RAPIDS 0.13: Ready To Launch!

All Systems Go

Published in

RAPIDS AI

12 min readApr 6, 2020

As I look back on release 0.13, I feel a fraction of how the astronauts on Apollo 13 must have felt: relieved to have landed and grateful for rooms of quick thinking engineers. Early space missions can teach you a lot about what to do when things don’t go according to plan. You have to keep a level head, follow a checklist, and efficiently improvise solutions when plans A, B, and C didn’t work.

When we started building open source tools for GPU data science, we had a vision of making the most advanced computing resources available to everyone. To quote a speech JFK made about the race to the moon, “We do these things not because they are easy, but because they are hard.” Let me tell you about some of the hard things the team did for this release to move our vision forward.

The Great cuDF++ Refactor Gets Official Lift-off

I mentioned in the 0.12 release blog that we kicked off “The Great cuDF++ Refactor”. We have made huge progress on this work for release 0.13. Nearly all the code base has been ported to use the libcudf++ API. That means we are on a firm foundation for multi-language, multi-platform RAPIDS for the foreseeable future. Such a huge refactor can lead to bugs, even when carefully undertaken by the best engineers. So if you notice any problems, please file GitHub issues so we can resolve these quickly.

Segmentation data:
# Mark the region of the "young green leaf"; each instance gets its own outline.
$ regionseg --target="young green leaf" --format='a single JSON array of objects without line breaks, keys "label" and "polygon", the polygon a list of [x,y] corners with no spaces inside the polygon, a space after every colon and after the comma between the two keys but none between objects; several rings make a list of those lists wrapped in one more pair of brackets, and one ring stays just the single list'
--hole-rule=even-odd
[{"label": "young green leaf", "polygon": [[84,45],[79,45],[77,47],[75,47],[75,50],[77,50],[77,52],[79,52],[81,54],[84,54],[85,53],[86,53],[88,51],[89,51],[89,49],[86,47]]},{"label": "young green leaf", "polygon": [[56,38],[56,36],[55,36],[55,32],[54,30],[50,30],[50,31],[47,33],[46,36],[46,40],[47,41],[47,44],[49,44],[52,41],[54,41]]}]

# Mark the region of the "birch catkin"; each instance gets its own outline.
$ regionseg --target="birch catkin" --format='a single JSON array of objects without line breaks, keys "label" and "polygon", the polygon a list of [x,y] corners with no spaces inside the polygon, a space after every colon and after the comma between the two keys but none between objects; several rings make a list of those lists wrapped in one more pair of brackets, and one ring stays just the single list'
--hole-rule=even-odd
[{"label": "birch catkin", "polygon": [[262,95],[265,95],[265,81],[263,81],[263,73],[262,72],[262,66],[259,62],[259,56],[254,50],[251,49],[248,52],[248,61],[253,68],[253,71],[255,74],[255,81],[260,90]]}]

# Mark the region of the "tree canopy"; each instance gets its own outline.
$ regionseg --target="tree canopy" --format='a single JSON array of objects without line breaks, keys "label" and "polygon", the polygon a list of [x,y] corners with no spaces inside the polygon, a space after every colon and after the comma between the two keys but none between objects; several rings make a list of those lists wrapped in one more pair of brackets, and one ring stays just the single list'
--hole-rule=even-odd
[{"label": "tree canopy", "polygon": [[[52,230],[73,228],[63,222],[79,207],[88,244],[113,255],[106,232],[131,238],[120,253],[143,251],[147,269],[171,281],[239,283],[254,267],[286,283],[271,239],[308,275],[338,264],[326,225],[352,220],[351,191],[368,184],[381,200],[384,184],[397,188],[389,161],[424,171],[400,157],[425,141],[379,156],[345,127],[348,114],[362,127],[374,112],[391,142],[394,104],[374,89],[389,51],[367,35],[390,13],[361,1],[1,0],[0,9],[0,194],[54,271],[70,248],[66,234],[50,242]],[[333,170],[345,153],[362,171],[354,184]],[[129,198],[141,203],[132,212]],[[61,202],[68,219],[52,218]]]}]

Exercise details:
Please copy the RAPIDS 0.13 release post between "12 min readApr" and "C didn’t work.", inclusive, substituting "clear head" for "level head".

Response to this task:
12 min readApr 6, 2020

As I look back on release 0.13, I feel a fraction of how the astronauts on Apollo 13 must have felt: relieved to have landed and grateful for rooms of quick thinking engineers. Early space missions can teach you a lot about what to do when things don’t go according to plan. You have to keep a clear head, follow a checklist, and efficiently improvise solutions when plans A, B, and C didn’t work.